JOB: Rewrite all of the material from the line with "Search the above image for: person" up to and including the line with "xmin=307 ymin=33 xmax=327 ymax=47", keeping every line. Rescale the answer coordinates by multiplying each by 2.05 and rounding to whole numbers, halves up, and leave every other number, including those in the format sample, unchanged.

ITEMS:
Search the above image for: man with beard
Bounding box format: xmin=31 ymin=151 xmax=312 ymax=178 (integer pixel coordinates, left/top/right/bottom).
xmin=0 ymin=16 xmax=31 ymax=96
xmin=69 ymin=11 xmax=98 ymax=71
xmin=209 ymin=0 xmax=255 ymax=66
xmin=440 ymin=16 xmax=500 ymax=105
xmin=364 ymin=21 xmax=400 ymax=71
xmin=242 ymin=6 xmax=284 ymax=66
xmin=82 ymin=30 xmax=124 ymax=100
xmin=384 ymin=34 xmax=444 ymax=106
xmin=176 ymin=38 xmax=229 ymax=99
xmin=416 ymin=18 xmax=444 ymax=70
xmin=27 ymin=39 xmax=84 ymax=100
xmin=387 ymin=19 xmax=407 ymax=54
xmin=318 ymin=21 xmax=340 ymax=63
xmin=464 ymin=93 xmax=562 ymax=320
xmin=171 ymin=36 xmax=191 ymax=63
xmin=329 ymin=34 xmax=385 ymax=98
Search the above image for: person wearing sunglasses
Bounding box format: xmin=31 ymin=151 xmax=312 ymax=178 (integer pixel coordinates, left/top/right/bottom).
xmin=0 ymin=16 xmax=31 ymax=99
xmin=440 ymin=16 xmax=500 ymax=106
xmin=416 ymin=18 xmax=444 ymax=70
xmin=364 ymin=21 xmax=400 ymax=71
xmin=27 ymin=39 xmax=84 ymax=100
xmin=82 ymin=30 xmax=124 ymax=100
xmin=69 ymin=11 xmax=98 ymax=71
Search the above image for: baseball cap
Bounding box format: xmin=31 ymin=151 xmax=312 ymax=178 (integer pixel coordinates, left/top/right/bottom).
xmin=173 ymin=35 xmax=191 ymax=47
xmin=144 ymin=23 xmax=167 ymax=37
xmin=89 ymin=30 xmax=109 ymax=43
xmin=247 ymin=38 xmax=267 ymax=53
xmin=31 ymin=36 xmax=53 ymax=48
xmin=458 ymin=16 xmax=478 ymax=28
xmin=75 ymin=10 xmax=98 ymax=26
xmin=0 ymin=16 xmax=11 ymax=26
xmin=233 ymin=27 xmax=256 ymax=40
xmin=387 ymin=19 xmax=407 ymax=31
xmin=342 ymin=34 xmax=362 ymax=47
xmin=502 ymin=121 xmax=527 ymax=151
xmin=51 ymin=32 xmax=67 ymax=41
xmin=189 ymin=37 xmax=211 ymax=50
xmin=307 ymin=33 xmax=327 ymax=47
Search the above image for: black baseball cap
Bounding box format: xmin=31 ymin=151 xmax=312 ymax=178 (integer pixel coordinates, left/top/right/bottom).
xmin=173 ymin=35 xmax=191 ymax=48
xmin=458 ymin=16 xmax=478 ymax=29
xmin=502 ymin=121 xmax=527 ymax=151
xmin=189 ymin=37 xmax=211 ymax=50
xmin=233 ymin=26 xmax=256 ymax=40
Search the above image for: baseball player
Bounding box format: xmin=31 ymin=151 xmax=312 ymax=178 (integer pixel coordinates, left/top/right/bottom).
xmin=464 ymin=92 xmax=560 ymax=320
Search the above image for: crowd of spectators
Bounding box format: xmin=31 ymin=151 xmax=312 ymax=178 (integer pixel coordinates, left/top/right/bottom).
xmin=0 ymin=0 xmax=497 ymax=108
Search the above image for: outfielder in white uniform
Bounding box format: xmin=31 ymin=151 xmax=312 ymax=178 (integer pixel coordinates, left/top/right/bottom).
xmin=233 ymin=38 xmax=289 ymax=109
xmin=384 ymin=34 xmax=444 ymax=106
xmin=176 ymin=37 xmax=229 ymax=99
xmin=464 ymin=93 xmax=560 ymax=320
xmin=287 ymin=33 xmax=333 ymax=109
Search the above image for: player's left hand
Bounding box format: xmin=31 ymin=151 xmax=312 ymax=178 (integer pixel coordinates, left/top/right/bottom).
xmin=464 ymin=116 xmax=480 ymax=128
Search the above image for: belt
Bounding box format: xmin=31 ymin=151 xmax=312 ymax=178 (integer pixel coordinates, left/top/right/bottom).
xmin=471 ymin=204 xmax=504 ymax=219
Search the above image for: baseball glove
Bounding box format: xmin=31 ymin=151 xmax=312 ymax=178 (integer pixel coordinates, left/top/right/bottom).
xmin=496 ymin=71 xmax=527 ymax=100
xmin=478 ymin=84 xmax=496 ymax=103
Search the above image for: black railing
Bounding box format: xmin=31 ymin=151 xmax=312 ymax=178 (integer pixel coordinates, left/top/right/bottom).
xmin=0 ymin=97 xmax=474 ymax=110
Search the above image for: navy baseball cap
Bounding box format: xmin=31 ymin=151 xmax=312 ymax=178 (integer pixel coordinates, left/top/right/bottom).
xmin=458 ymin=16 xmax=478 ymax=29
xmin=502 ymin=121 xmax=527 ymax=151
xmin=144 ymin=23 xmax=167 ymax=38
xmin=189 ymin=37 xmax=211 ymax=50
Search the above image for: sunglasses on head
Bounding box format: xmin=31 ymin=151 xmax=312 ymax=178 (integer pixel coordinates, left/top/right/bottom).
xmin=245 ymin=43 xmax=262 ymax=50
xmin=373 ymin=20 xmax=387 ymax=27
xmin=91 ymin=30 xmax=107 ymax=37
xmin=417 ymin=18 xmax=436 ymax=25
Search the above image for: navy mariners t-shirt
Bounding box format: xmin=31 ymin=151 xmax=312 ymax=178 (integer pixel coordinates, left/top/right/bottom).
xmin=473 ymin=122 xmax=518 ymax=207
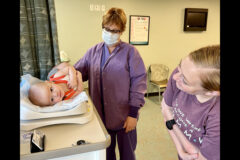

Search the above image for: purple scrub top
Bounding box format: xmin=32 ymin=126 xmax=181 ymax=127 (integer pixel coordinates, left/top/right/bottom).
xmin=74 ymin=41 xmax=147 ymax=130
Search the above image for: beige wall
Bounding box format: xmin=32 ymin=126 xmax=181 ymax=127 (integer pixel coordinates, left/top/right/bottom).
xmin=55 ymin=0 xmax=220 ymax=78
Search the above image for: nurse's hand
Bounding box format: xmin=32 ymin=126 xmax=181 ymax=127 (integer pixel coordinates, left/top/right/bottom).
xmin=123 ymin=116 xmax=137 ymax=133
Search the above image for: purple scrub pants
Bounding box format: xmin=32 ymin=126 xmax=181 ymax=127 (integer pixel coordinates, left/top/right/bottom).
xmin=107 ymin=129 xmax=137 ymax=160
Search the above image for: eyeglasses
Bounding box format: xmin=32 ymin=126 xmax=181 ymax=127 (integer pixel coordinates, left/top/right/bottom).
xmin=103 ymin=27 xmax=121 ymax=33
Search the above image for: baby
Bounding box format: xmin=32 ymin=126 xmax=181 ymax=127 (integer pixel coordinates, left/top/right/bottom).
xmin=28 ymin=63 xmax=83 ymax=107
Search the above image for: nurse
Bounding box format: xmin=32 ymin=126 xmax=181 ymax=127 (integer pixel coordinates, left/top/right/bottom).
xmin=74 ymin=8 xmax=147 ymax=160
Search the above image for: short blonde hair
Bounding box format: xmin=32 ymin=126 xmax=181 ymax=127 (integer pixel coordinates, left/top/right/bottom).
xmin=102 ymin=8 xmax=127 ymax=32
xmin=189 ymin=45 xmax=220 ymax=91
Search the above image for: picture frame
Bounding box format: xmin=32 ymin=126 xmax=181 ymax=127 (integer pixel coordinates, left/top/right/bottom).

THE COMPLETED TASK:
Search the above image for: person wearing sunglasses
Bounding box format: xmin=31 ymin=151 xmax=312 ymax=178 (integer pixel coordinates, left/top/right/bottom).
xmin=0 ymin=33 xmax=64 ymax=203
xmin=902 ymin=33 xmax=1025 ymax=217
xmin=853 ymin=37 xmax=910 ymax=144
xmin=746 ymin=43 xmax=820 ymax=146
xmin=55 ymin=80 xmax=172 ymax=205
xmin=168 ymin=62 xmax=254 ymax=205
xmin=141 ymin=23 xmax=201 ymax=146
Search the above image for: baseball cap
Bounding box format: xmin=31 ymin=151 xmax=312 ymax=178 (integer pixel coordinates, left/top/right/bottom).
xmin=355 ymin=72 xmax=392 ymax=96
xmin=295 ymin=47 xmax=342 ymax=76
xmin=182 ymin=62 xmax=223 ymax=88
xmin=506 ymin=78 xmax=547 ymax=109
xmin=64 ymin=74 xmax=109 ymax=98
xmin=939 ymin=33 xmax=980 ymax=57
xmin=154 ymin=21 xmax=201 ymax=53
xmin=0 ymin=33 xmax=23 ymax=53
xmin=478 ymin=55 xmax=525 ymax=82
xmin=793 ymin=39 xmax=834 ymax=64
xmin=701 ymin=70 xmax=742 ymax=96
xmin=1029 ymin=248 xmax=1080 ymax=310
xmin=105 ymin=66 xmax=137 ymax=84
xmin=387 ymin=76 xmax=433 ymax=103
xmin=629 ymin=68 xmax=670 ymax=96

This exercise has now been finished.